# Supplied text
------------------------------------------------------------
You may say enfrente or cruzando


----------



## bigmutt

maesonna said:


> .... it’s not only that the signs are in Spanish, but that they often lack logic — as do many features of highway design. You think you’ve got it all figured out, having studied the map carefully online or on paper, but when you’re actually there on the road at 80 km/h, you’re confronted with some illogical quirk of the intersection or interchange that the map didn’t warn you about, and suddenly (as you’re whipping closer to the decision point) you can’t tell which is the main road and which is the exit, and the sign muddies the choice even further instead of making it clear.


This is exactly the problem: illogical and totally inaccurate signage, all throughout the city.
I live in D.F. and have been driving here for over ten years.
I have also driven in Chicago, New York, Los Angeles (piece of cake!) and many cities around the world.
The worst is Montreal, where I've driven at least a dozen times over the past 20 years. Maybe Rome is a close second. 
(I've never driven myself in India or Indonesia, so I can't include those.)

As for the crooked cops, most of my MexCity driving has been with a foreign-plated vehicle and actually I have not been stopped in more than six years. I have a special wallet for those occasions, where I keep five-to-ten dollars of pesos and it always takes care of any "problems". A small price to pay for driving a car with zero registration or license fees.
------------------------------------------------------------
Pick up the forum post on driving in Mexico City and continue it past its last sentence.

# Source information
------------------------------------------------------------
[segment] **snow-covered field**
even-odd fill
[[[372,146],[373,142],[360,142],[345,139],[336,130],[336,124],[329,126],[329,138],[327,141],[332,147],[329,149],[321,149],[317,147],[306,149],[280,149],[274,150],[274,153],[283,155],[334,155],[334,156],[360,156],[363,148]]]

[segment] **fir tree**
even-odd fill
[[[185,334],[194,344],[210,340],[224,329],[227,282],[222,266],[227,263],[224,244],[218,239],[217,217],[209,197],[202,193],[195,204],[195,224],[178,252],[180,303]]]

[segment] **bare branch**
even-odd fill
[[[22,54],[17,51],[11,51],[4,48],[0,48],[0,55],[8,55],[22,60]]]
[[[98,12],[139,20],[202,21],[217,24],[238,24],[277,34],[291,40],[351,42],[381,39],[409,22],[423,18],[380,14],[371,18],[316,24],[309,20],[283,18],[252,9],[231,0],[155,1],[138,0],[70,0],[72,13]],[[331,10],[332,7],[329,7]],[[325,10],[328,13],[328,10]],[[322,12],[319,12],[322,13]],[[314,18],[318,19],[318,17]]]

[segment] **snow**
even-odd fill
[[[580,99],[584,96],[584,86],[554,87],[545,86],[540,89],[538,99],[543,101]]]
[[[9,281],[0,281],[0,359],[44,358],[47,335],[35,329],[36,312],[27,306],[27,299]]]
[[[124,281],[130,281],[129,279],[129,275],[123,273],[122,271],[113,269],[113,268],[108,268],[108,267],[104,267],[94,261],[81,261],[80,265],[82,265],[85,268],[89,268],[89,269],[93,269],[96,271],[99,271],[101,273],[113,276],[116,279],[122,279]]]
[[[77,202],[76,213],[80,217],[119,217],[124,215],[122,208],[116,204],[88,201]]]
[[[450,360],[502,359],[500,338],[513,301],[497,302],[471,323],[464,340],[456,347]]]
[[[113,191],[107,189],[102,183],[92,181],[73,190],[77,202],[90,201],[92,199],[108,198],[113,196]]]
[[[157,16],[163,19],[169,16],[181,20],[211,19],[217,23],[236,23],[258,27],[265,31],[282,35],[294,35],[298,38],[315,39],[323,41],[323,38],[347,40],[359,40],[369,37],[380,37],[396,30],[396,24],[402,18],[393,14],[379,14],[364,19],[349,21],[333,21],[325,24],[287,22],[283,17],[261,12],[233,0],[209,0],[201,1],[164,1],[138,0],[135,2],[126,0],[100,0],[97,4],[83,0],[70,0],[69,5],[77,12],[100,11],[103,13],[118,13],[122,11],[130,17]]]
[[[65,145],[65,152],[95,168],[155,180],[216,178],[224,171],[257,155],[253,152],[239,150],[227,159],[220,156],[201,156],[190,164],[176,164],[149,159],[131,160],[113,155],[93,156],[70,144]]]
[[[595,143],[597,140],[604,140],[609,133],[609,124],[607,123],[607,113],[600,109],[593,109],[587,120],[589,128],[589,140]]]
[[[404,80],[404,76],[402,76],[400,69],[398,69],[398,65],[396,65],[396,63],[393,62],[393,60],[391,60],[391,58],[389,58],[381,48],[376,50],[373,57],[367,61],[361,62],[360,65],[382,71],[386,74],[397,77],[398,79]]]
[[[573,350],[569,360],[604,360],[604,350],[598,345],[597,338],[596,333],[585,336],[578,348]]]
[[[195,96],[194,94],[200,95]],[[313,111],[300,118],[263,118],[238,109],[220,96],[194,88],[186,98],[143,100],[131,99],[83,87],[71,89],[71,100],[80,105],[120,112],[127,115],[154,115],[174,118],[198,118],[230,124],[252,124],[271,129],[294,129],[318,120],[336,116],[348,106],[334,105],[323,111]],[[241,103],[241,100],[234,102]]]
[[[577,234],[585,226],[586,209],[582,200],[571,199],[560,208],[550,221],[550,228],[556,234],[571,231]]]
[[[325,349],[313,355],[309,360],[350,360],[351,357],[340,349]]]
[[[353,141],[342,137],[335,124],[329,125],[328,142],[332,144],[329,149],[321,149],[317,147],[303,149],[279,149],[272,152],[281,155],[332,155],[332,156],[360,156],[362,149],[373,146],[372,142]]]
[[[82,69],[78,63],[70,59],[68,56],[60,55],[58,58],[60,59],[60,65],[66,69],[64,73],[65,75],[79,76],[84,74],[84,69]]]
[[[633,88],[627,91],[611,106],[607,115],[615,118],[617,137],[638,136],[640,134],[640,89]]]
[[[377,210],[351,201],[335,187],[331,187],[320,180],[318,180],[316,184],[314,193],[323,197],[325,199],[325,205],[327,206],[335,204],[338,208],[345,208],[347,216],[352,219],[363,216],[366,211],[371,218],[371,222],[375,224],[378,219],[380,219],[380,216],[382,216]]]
------------------------------------------------------------
# Answer to the exercise
----------



## TundraGreen

maesonna said:


> …As for getting around, it’s not only that the signs are in Spanish, but that they often lack logic —


I really enjoy the signs on the major roads in Guadalajara. They have lots of signs that say things like 

Centro
Nogales

or 

Tlaquepaque
Saltillo

where one is a local location a few blocks away and the other is some city in a completely different part of Mexico.


----------



## conorkilleen

TundraGreen said:


> I really enjoy the signs on the major roads in Guadalajara. They have lots of signs that say things like
> 
> Centro
> Nogales
> 
> or
> 
> Tlaquepaque
> Saltillo
> 
> where one is a local location a few blocks away and the other is some city in a completely different part of Mexico.


man oh man. Mexico City has some parts like that. There are a few places as far south around Xochimilco that have arrows pointing in 3 directions and say Reforma, Toluca, and Centro.

I have been driving here in DF for about 9 months with a NC plated vehicle. Get the Verification for your vehicle and drive without looking over your shoulder...its been a huge addition to my piece of mind. Traffic is horrible, but depends what time of day, which direction (perifirico) and if there are manifestations that crop up every other week. I believe that if you can drive in Mexico City, you can drive anywhere.

If I am only going a few miles or know there will be a ton of traffic, I will ride my 150cc Yamaha motorcycle. Its been great to learn the streets of Mexico. Although most motorcycle riders in Mexico are cutting in and out, weaving, and generally acting as if they have a death wish, I take the humble approach and go with the flow....unless of course there is a back up and then I take the "white line" route.

Blasting up or down the Reforma or the Bosques at 6:00am on a crisp Sunday morning with no traffic at all is by far the best feeling in the world.


----------



## GARYJ65

conorkilleen said:


> man oh man. Mexico City has some parts like that. There are a few places as far south around Xochimilco that have arrows pointing in 3 directions and say Reforma, Toluca, and Centro.
> 
> I have been driving here in DF for about 9 months with a NC plated vehicle. Get the Verification for your vehicle and drive without looking over your shoulder...its been a huge addition to my piece of mind. Traffic is horrible, but depends what time of day, which direction (perifirico) and if there are manifestations that crop up every other week. I believe that if you can drive in Mexico City, you can drive anywhere.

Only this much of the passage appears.